__AIM OF THE EXERCISE__.
Pull out each line of the data below that contains the string "green", treating uppercase and lowercase as different.

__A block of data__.

────────────────

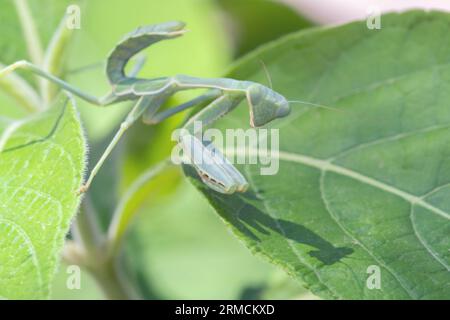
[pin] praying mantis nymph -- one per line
(223, 95)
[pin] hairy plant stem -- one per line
(95, 258)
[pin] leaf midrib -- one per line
(326, 166)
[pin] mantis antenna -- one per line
(269, 80)
(315, 105)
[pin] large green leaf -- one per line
(366, 186)
(41, 165)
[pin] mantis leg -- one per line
(142, 104)
(22, 64)
(149, 118)
(212, 166)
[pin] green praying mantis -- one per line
(222, 96)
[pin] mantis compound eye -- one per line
(265, 105)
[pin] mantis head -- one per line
(265, 105)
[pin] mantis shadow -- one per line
(256, 224)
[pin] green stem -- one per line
(96, 258)
(109, 277)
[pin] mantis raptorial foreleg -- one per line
(225, 94)
(150, 118)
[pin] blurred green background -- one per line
(177, 248)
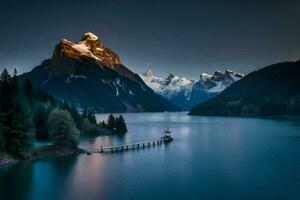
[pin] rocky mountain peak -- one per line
(148, 74)
(89, 47)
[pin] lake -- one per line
(209, 158)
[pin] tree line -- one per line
(27, 115)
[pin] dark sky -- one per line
(183, 37)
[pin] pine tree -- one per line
(15, 73)
(92, 118)
(21, 133)
(6, 99)
(40, 121)
(29, 91)
(5, 76)
(103, 124)
(15, 120)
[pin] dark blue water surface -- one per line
(210, 158)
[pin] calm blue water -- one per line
(210, 158)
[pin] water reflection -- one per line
(210, 158)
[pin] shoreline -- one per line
(39, 153)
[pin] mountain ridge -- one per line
(187, 93)
(91, 75)
(269, 91)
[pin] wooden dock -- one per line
(135, 145)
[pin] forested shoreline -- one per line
(28, 115)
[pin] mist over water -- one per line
(209, 158)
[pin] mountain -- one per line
(188, 93)
(270, 91)
(90, 75)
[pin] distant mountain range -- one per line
(188, 93)
(90, 75)
(270, 91)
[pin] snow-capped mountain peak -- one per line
(186, 93)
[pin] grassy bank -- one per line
(38, 153)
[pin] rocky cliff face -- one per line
(90, 47)
(90, 75)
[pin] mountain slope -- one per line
(188, 93)
(90, 75)
(270, 91)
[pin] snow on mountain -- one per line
(168, 87)
(187, 93)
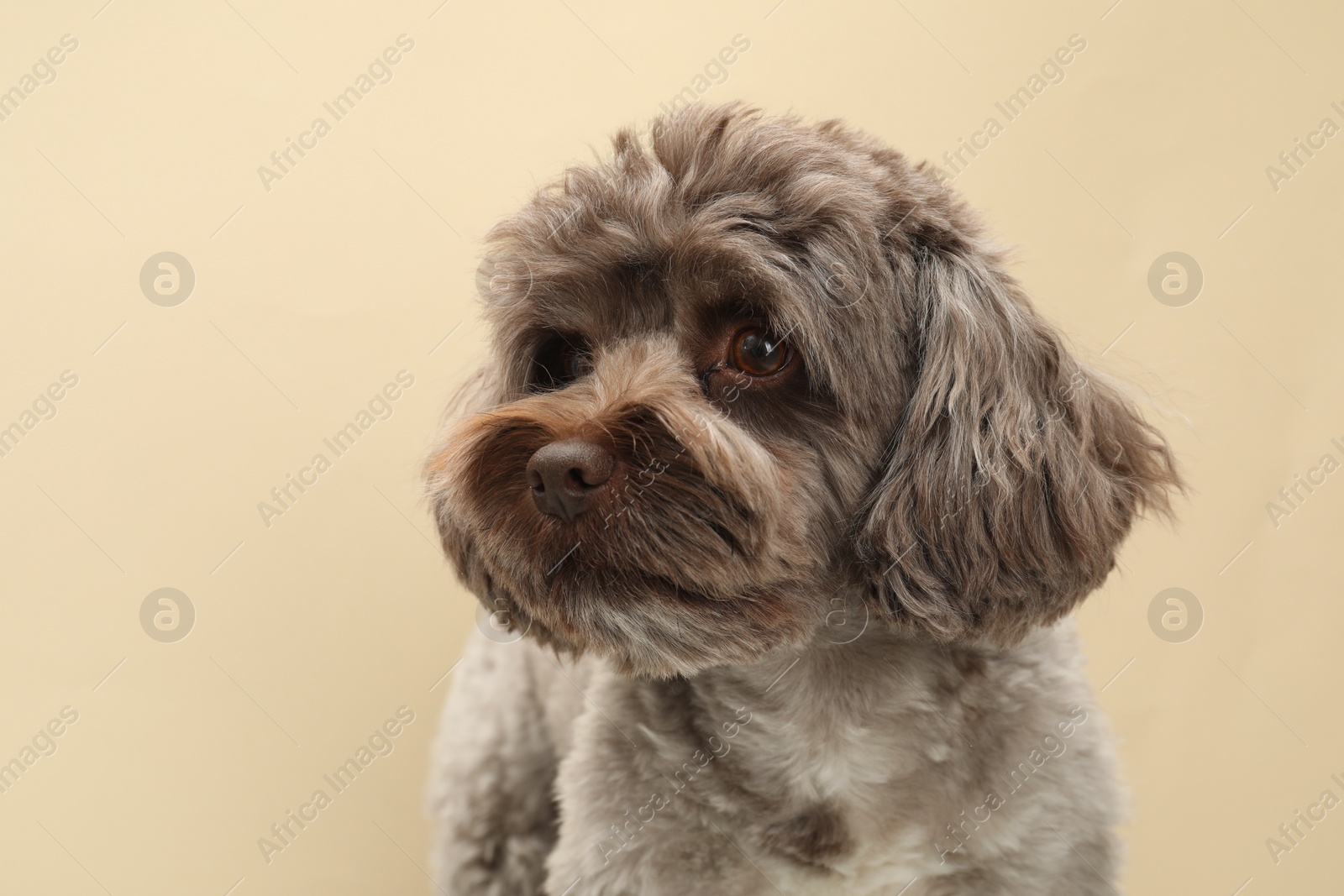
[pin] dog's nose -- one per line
(566, 474)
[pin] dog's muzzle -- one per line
(566, 476)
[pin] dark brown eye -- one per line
(561, 362)
(575, 363)
(757, 352)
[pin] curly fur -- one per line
(866, 557)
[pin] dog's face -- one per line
(761, 365)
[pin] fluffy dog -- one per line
(790, 490)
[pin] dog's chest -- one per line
(842, 799)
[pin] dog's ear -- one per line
(1014, 472)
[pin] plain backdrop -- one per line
(319, 285)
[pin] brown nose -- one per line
(564, 476)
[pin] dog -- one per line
(779, 493)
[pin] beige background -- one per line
(360, 264)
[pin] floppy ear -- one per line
(1015, 470)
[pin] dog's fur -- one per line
(811, 640)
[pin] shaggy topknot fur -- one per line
(933, 470)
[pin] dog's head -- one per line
(759, 364)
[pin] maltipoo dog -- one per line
(784, 490)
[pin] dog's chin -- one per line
(643, 622)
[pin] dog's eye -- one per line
(561, 362)
(757, 352)
(575, 363)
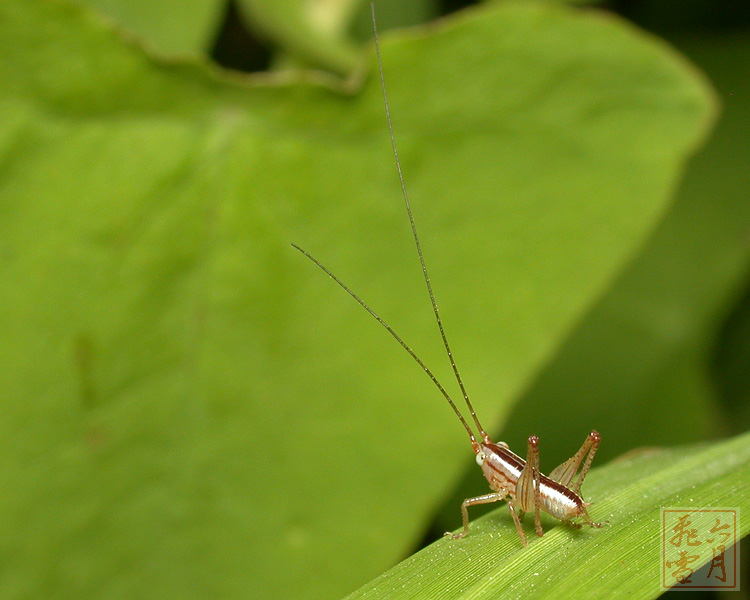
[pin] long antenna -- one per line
(474, 444)
(485, 437)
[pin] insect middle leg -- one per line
(487, 499)
(528, 488)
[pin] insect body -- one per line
(520, 483)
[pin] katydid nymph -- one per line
(519, 482)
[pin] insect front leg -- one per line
(528, 488)
(565, 473)
(485, 499)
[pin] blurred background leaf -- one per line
(192, 411)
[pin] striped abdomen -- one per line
(502, 469)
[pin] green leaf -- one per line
(190, 409)
(621, 560)
(184, 28)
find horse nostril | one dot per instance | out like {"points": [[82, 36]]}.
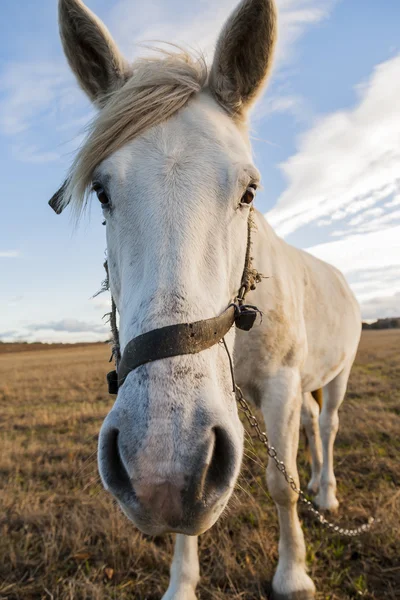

────────────────

__FINISHED EXERCISE__.
[pin] large green leaf -- one per line
[pin] green praying mantis -- one per line
[pin] green stem -- one per line
[pin] blurred green background -- one per line
[pin] green leaf -- one per line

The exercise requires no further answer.